▶ [EXTRACTED DATA]

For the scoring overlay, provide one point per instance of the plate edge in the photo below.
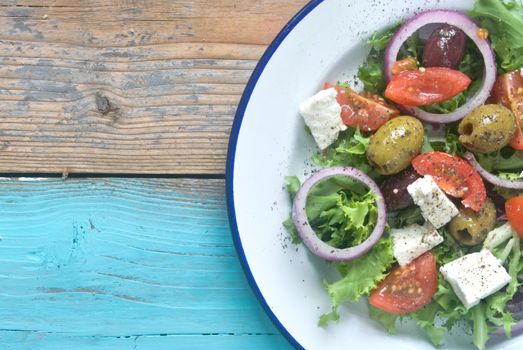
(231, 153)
==
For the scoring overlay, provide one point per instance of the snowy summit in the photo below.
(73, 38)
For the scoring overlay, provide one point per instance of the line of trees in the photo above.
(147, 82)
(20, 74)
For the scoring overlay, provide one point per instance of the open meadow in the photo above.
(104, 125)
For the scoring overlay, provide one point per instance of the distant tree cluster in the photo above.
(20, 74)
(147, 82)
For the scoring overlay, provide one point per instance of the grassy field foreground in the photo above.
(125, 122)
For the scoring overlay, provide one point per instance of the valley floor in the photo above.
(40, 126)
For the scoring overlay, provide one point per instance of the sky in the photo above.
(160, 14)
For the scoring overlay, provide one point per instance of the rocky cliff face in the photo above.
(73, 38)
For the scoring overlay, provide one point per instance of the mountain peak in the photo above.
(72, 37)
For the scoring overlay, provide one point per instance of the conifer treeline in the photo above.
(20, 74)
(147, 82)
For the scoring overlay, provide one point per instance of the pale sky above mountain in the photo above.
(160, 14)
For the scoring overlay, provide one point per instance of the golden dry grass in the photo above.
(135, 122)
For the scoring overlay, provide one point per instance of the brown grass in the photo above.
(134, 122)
...
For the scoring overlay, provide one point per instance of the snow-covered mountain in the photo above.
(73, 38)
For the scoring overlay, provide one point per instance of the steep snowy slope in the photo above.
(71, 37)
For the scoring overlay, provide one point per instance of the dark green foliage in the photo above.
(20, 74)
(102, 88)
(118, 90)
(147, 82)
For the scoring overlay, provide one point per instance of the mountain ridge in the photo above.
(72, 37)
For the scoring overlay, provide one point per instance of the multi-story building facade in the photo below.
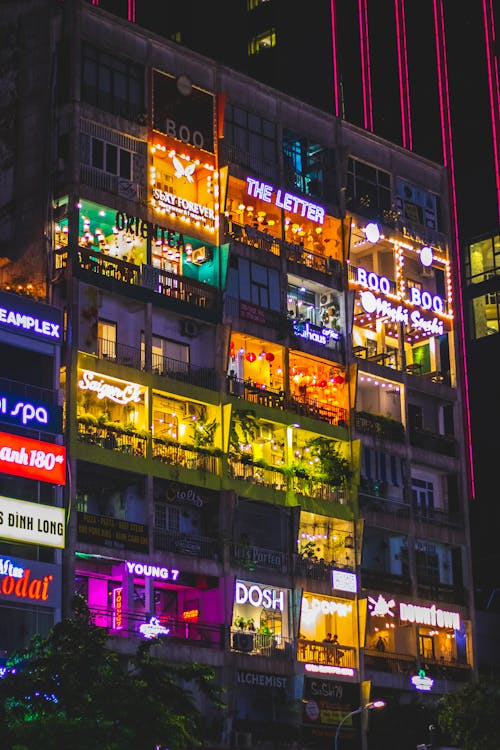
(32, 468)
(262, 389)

▶ [SET TASK]
List every line from the items above that contains the word "below". Match case exactly.

▶ [PROBLEM SOLUTION]
For the scoring overlay, provide one point per instance of the plate edge in the photo below.
For the scoring overlay, provide one point per instance of the snowy summit in the photo below.
For the scoring overlay, provide one point per instance of the multi-story building facade in the photo below.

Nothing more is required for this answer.